##### EXCERPT TO READ #####

You are looking into particular case and not seeing bigger picture. As stated in documentation std::set meets requirement of AssociativeContainer concept. For that concept it does not make any sense to have contains method, as it is pretty much useless for std::multiset and std::multimap, but count works fine for all of them. Though method contains could be added as an alias for count for std::set, std::map and their hashed versions (like length for size() in std::string ), but looks like library creators did not see real need for it.
Although I don't know why std::set has no contains but count which only ever returns 0 or 1,
you can write a templated contains helper function like this:
template<class Container, class T>
auto contains(const Container& v, const T& x)
-> decltype(v.find(x) != v.end())
{
return v.find(x) != v.end();
}
And use it like this:
if (contains(myset, element)) ...
The true reason for set is a mystery for me, but one possible explanation for this same design in map could be to prevent people from writing inefficient code by accident:
if (myMap.contains("Meaning of universe"))
{
myMap["Meaning of universe"] = 42;
}
Which would result in two map lookups.
Instead, you are forced to get an iterator. This gives you a mental hint that you should reuse the iterator:
auto position = myMap.find("Meaning of universe");
if (position != myMap.cend())
{
position->second = 42;
}
which consumes only one map lookup.
When we realize that set and map are made from the same flesh, we can apply this principle also to set. That is, if we want to act on an item in the set only if it is present in the set, this design can prevent us from writing code as this:
struct Dog
{
std::string name;
void bark();
}
operator <(Dog left, Dog right)

#####

OBJECTIVES
- 1) Rewrite the paragraph of the std::set discussion that begins "You are looking into particular case" so that it is shorter, keeping its main facts.
- 2) Retype the std::set discussion from "Although I don't" to "const T& x)", reproducing every character of that span.
The entries that come next have no role in any of this.

##### GIVEN RECORDS #####

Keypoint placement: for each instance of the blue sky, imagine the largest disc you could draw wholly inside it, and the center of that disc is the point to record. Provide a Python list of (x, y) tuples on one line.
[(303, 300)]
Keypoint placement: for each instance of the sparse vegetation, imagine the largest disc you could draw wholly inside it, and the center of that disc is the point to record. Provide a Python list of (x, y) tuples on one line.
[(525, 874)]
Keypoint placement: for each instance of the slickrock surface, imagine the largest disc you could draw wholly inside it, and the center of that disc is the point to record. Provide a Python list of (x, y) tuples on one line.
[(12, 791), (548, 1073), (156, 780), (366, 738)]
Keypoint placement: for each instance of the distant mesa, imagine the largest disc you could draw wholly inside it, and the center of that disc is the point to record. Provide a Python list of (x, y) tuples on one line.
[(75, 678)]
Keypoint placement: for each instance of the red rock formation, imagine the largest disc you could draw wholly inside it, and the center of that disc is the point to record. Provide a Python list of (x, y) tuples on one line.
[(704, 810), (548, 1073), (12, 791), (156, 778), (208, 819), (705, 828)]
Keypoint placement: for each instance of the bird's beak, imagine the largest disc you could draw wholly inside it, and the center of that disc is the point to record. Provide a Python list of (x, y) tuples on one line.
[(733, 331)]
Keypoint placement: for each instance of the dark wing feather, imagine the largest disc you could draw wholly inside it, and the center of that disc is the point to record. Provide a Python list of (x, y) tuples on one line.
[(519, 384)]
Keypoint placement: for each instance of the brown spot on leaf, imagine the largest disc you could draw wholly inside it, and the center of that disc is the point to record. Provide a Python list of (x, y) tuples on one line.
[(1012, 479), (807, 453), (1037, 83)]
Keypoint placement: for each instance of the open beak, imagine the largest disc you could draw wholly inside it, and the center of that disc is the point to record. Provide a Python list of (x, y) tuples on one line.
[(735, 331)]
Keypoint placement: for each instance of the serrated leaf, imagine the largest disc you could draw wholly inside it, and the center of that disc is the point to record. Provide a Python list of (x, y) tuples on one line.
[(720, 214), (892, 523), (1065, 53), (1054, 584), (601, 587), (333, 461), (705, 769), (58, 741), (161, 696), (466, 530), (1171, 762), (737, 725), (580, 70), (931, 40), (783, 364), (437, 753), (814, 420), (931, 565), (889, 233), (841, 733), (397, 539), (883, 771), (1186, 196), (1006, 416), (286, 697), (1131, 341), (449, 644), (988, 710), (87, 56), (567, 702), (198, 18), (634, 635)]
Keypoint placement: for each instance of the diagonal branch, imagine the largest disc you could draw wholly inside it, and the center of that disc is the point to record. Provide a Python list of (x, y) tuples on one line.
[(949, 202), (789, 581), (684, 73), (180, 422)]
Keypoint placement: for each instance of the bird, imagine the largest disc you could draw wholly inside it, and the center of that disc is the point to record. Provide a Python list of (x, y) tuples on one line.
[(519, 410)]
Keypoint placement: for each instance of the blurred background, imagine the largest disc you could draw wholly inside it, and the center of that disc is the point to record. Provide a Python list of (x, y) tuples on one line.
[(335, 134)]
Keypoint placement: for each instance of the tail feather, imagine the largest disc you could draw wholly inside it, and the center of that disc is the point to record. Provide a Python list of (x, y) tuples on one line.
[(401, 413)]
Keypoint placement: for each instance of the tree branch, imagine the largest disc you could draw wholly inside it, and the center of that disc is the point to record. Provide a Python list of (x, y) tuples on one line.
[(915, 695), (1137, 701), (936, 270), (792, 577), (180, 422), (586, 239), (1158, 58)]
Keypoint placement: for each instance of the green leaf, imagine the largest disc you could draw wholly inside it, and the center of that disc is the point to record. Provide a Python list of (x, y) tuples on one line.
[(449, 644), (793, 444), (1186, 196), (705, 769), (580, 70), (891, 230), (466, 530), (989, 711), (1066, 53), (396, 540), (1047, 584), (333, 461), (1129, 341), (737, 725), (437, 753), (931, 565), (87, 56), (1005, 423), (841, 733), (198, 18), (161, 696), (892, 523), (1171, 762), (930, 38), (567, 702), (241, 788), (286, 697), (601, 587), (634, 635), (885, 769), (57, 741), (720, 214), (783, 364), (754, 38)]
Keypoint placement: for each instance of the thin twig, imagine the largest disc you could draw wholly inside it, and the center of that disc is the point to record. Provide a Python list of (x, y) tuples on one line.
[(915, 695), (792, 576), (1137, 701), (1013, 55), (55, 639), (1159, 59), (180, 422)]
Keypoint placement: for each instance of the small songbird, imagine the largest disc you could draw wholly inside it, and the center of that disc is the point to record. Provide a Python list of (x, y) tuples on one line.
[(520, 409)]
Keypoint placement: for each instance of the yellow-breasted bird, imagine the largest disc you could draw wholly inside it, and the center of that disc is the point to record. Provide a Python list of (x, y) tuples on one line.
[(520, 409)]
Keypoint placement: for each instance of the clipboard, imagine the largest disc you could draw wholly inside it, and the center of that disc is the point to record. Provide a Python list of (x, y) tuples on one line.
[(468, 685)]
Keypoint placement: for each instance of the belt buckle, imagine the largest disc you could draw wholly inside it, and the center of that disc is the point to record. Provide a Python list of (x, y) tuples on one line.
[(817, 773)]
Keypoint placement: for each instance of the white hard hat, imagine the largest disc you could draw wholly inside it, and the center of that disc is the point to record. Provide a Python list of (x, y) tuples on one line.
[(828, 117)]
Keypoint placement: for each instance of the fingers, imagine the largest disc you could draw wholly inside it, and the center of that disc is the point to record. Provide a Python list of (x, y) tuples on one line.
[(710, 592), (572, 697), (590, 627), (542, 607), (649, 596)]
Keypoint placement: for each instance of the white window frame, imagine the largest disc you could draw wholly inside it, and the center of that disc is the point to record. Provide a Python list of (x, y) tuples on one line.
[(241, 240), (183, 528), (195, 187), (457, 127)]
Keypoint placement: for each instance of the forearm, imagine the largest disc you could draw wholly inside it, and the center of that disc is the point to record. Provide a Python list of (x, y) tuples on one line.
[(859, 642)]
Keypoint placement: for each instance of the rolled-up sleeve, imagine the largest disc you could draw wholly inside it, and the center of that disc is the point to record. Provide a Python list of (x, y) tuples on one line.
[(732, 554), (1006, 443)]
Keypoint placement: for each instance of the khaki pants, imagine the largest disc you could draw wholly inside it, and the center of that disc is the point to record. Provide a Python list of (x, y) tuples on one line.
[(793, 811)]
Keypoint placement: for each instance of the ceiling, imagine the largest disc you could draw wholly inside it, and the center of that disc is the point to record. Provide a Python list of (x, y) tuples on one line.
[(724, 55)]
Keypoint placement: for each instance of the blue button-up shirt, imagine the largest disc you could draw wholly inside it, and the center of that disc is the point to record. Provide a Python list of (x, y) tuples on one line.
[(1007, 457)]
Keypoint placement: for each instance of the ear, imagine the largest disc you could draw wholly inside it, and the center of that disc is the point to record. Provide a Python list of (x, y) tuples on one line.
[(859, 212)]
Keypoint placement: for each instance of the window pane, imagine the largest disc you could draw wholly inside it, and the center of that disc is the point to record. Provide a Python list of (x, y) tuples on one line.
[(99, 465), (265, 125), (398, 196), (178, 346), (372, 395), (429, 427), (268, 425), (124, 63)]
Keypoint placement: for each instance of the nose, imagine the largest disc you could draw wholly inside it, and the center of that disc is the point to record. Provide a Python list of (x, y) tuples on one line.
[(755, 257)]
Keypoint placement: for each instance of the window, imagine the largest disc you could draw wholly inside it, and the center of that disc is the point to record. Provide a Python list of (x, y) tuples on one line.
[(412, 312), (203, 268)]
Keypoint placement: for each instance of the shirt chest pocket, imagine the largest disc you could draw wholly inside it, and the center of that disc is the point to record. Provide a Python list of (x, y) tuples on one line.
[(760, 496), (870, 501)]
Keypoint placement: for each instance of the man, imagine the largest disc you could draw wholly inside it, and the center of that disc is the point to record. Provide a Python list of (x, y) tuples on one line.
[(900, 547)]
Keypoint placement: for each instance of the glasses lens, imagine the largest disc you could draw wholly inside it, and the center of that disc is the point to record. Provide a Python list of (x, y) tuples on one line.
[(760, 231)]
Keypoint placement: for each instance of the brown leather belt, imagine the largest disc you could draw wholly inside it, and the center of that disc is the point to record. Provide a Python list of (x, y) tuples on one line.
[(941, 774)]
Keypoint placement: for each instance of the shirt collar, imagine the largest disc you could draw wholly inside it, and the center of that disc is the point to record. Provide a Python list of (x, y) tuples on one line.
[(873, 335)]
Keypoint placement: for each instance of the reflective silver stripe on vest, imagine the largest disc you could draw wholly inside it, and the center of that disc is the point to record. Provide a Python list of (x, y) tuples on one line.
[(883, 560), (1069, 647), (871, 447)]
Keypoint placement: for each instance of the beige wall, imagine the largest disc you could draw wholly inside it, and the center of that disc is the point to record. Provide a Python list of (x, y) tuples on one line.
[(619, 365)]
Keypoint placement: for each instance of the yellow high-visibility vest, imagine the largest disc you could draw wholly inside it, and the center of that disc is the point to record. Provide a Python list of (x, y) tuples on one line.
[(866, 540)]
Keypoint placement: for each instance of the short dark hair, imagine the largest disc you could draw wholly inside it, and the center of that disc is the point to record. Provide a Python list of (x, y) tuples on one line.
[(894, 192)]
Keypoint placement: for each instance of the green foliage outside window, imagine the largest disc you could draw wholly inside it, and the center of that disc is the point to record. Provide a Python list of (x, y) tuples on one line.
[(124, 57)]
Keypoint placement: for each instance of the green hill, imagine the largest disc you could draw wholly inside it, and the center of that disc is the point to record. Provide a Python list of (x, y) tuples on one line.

#####

WRITTEN ANSWERS
- 1) The paragraph says the question looks at a particular case and misses the bigger picture. The documentation states that std::set meets the AssociativeContainer concept. A contains method makes little sense for that concept because it is nearly useless for std::multiset and std::multimap, while count works for all of them. contains could have been added as an alias for count in std::set, std::map and their hashed versions, like length for size() in std::string. The library creators apparently saw no real need for it.

- 2)
Although I don't know why std::set has no contains but count which only ever returns 0 or 1,
you can write a templated contains helper function like this:
template<class Container, class T>
auto contains(const Container& v, const T& x)